== Texte

In [1]:
from datetime import datetime
from pyproj import CRS, Transformer
from itertools import combinations
from os.path import isfile, join
from os import listdir
from collections import Counter
import xml.etree.ElementTree as ET
import pandas as pd
import numpy as np
import sys
import math
import requests
import json
import time

# Bus

***dictionnaire : ville -> position gps en france ET inversement***

In [2]:
# lecture toutes les villes desservies d'Europe
transformer = Transformer.from_crs("EPSG:2154", "EPSG:4326")
tree = ET.parse("bus/flexibus/arrets.xml")
root_arret = tree.getroot()
dic_temp_1 = {}
for child in root_arret[2][0][0]:
    to_gps = child[1][0][0].text.split()
    to_gps = transformer.transform(to_gps[0], to_gps[1])
    dic_temp_1[child[0].text] = to_gps

# premier tri par points gps extremes france métropolitaine continentale (décimal)
lat_nord = 51.09 # arrondi au centieme au dessus pour inclure le point
lat_sud = 42.34
long_est = 8.24
long_ouest = -4.80
dic_temp_2 = {}
for key, value in dic_temp_1.items():
    lat, long = value[0], value[1]
    if lat < lat_nord and lat > lat_sud and long < long_est and long > long_ouest:
        dic_temp_2[key] = value

# deuxième tri par rapport aux noms des communes de France
array_communes_fr = pd.read_csv("bus/flexibus/liste-des-communes-francaises.csv", sep=";", usecols=[1]).values
dic_temp_3 = {}
for key, value in dic_temp_2.items():
    key_split = key.split() # on prend chaque morceau du split
    condition = 0
    for i in range(1, len(key_split)+1):
        for j in combinations(key_split, i):
            if " ".join(j) in array_communes_fr:
                condition = 1
    if condition == 1:
        dic_temp_3[key] = value

# troisième tri à la main..
to_remove = ["Cologne central station (FlixTrain)", "Cologne East (Bergisch Gladbach, Refrath)",
             "Siegen (Koblenzer Straße)", "Cologne South (Airport CGN Terminal 2)", 
             "Maastricht (International Bus Station)", "Luxembourg, P+R Bouillon", "Fribourg (Poya)",
             "Liège Guillemins (Bus parking Rue Varin/Rue Bovy)"]
dic_villes_pos = {}
for key, value in dic_temp_3.items():
    if key not in to_remove:
        dic_villes_pos[key] = value
        
dic_pos_villes = {} # vérification faite : il y a bien une ville pour une position et inversement
for key, value in dic_villes_pos.items():
    dic_pos_villes[value] = key

***DataFrame (ville1, ville2, temps)***

In [3]:
ville1_to_ville2_temps = []
xmls = [f for f in listdir('bus/flexibus/reseau_FlixBuseu_52fae30d90072cf43c6ff50fbd00c07d') if 
          isfile(join('bus/flexibus/reseau_FlixBuseu_52fae30d90072cf43c6ff50fbd00c07d', f))]

for xml in xmls:
    tree = ET.parse(f"bus/flexibus/reseau_FlixBuseu_52fae30d90072cf43c6ff50fbd00c07d/{xml}")
    root = tree.getroot()
    doc = root[2][0][0]
    patterns = {}
    for child in root[2][0][0].findall("{http://www.netex.org.uk/netex}ServiceJourneyPattern"):    
        patterns[child.attrib["id"]] = None

    patterns_time = patterns.copy()

====

> Consigne 1:
Répondez aux questions suivantes à partir du texte.
(a) À partir de quel système de coordonnées, indiqué par son code EPSG, le transformer convertit-il les positions ?
(b) Quelle valeur est attribuée à lat_nord ?
(c) Quel fichier CSV est lu pour le deuxième tri par noms de communes ?

== Lignes de données

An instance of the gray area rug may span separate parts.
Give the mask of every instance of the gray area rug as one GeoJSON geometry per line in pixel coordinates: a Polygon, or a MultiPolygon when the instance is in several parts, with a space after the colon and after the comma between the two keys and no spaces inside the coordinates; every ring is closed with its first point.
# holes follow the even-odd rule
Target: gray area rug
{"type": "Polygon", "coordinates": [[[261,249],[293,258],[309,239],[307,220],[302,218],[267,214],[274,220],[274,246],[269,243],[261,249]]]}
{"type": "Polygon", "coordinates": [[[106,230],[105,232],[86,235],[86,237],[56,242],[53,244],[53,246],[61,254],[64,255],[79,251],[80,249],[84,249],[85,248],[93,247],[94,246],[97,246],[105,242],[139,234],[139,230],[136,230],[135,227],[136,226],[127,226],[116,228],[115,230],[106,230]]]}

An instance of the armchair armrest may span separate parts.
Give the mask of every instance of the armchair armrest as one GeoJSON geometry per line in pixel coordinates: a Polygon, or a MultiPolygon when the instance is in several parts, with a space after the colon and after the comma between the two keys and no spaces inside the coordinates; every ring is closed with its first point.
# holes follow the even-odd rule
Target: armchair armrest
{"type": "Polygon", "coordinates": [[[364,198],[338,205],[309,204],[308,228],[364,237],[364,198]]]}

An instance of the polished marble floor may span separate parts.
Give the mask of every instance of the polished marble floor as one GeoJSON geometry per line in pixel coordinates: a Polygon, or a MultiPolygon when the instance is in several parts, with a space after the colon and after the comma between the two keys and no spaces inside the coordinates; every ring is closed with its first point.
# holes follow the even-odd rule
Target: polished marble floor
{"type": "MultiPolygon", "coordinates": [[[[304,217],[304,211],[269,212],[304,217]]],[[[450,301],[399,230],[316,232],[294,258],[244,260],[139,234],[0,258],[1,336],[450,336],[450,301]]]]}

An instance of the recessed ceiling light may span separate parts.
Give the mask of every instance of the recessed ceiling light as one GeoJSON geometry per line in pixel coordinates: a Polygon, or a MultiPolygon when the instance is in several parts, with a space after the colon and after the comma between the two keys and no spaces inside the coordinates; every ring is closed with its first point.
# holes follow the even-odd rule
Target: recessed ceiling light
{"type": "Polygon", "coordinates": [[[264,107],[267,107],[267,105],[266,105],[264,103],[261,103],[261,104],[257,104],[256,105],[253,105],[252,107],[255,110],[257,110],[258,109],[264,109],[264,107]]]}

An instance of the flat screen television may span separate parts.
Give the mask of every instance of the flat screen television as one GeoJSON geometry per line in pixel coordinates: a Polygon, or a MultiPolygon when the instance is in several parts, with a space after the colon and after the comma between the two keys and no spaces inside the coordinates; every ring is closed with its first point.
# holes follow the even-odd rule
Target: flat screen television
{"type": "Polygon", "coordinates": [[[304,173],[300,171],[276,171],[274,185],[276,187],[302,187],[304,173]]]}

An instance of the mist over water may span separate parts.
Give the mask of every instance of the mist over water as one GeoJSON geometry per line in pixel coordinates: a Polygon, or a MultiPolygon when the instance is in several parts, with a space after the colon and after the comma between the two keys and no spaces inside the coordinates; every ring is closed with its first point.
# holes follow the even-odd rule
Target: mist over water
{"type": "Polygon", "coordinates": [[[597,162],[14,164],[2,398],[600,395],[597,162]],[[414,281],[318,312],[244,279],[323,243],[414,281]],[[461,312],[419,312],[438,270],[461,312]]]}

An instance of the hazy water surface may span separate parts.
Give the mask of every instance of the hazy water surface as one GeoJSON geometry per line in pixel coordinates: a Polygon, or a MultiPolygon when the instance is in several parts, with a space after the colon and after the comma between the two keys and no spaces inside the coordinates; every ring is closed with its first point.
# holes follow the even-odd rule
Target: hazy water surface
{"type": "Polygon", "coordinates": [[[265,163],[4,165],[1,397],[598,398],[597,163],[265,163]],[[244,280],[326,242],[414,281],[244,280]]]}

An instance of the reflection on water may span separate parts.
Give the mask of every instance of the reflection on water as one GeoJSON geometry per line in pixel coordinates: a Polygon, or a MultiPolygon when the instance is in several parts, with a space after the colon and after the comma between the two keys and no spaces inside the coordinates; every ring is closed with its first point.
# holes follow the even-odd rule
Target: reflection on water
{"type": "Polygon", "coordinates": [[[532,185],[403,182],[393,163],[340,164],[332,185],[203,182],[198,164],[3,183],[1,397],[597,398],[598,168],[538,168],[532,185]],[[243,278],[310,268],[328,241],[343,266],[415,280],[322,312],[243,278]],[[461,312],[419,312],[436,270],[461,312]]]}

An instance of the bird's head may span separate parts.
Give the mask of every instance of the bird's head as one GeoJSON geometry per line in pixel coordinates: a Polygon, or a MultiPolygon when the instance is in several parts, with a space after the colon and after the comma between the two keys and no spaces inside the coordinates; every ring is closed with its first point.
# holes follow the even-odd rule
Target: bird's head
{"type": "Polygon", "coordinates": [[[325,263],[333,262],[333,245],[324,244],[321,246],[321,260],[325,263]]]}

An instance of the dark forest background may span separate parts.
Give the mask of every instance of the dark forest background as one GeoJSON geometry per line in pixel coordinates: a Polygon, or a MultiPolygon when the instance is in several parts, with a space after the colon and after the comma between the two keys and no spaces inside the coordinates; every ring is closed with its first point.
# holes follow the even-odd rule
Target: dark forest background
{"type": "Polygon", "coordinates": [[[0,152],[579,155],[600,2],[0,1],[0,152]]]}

====

> Consigne 2:
Recopiez à l'identique les lignes de données, de la ligne qui contient « An instance of the reflection » jusqu'à la ligne qui contient « Target: reflection on water », celle-ci comprise.

> Réponse 1:
(a) EPSG:2154
(b) 51.09
(c) bus/flexibus/liste-des-communes-francaises.csv

> Réponse 2:
An instance of the reflection on water may span separate parts.
Give the mask of every instance of the reflection on water as one GeoJSON geometry per line in pixel coordinates: a Polygon, or a MultiPolygon when the instance is in several parts, with a space after the colon and after the comma between the two keys and no spaces inside the coordinates; every ring is closed with its first point.
# holes follow the even-odd rule
Target: reflection on water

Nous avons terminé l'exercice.